- _About this exercise_: From the IVDD excerpt below, list the three critical components of non-invasive treatment for IVDD.

If your veterinarian suspects that IVDD may be what is ailing your dog, they will often start with a physical exam to check your pet's orthopedic and neurological condition. Once IVDD is confirmed and its severity is determined, your vet will provide conservative treatment to help prevent further damage without resorting to surgery and may then refer your dog for an x-ray to determine the extent of the damage.
Owners should be aware that these breeds of dog are predisposed to IVDD:
- Dachshund (45-70% of IVDD cases)
- French bulldog
- Lhasa Apso
- Shih Tzu
- Basset hound
- Doberman pinscher
- Cocker spaniel
- Labrador retriever
- German shepherd
Can a dog recover from IVDD without surgery?
In its earliest stages, IVDD has quite mild symptoms. If the disease is caught early enough in your dog, your vet may recommend non-invasive treatment options like prescribed exercises and pain medications instead of surgery. While this is sometimes enough, many patients that develop IVDD do end up needing surgery down the road if their condition continues to deteriorate.
Three critical components to non-invasive treatment for IVDD are strict crate rest, sedatives to promote relaxation, and pain medication.
Crate rest is mandatory for the IVDD to heal, if your dog's lifestyle does not include crate rest, or if they are otherwise very active and rarely slow down, your vet may prescribe medications to relax the dog and promote a more laid back lifestyle. We understand the trepidation some dog owners may have with medicating their pets in this way, but it is completely necessary in some cases to prevent energetic dogs from hurting themselves. With IVDD, a dog who does not get enough crate rest is at a hugely elevated risk of doing further damage that requires emergency surgery or, in some cases, incurable paralysis.
Pain medications will be prescribed if your dog is in discomfort. having a slipped disk hurts--it hurts a lot. If surgery is not the best path forward to correct the problem, pain medication will likely be required to keep the pain manageable while the injury heals.
What is IVDD surgery's success rate?
Based on the severity of IVDD's symptoms, it is graded on a scale of 1-5. A patient who is rated anywhere from 1-4 on that scale is expected to make a full recovery in 90% of cases. This number severely drops to 50% or even 60% when operating on a grade 5 case of IVDD in dogs. And that percentage assumes that surgery is able to be administered within 24 hours of the start of symptoms.

- _Provided records_:
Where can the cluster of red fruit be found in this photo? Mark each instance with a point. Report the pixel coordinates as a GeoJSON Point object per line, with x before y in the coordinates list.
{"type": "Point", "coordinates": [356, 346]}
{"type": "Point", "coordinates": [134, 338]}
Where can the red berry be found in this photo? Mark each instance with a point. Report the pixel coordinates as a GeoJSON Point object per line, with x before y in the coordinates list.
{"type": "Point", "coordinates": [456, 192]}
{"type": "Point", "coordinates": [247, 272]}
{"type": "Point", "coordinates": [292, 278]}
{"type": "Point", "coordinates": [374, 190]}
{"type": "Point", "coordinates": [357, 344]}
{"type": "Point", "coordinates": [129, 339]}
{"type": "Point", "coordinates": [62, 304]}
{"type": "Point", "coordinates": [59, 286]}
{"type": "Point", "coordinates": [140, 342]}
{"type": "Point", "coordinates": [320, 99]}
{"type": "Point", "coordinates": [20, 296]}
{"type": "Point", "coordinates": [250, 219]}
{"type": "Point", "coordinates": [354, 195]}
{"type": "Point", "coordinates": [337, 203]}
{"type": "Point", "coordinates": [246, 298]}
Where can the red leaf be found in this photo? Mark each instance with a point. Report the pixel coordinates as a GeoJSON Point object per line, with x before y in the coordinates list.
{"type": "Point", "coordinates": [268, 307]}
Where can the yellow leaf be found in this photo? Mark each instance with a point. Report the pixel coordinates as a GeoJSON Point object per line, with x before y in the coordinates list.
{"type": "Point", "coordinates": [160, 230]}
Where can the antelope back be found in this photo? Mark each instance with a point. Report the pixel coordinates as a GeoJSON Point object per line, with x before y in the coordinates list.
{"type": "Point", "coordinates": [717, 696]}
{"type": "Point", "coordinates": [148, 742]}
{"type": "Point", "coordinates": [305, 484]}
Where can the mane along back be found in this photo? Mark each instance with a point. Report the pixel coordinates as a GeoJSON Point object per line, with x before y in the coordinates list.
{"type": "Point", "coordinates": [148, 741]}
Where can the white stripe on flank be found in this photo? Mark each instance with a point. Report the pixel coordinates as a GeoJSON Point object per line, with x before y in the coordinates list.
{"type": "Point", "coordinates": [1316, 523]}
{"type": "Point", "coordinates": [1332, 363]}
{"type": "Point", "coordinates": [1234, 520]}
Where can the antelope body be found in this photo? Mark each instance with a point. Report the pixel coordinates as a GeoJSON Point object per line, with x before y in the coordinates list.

- _Output of the exercise_:
- Strict crate rest
- Sedatives to promote relaxation
- Pain medication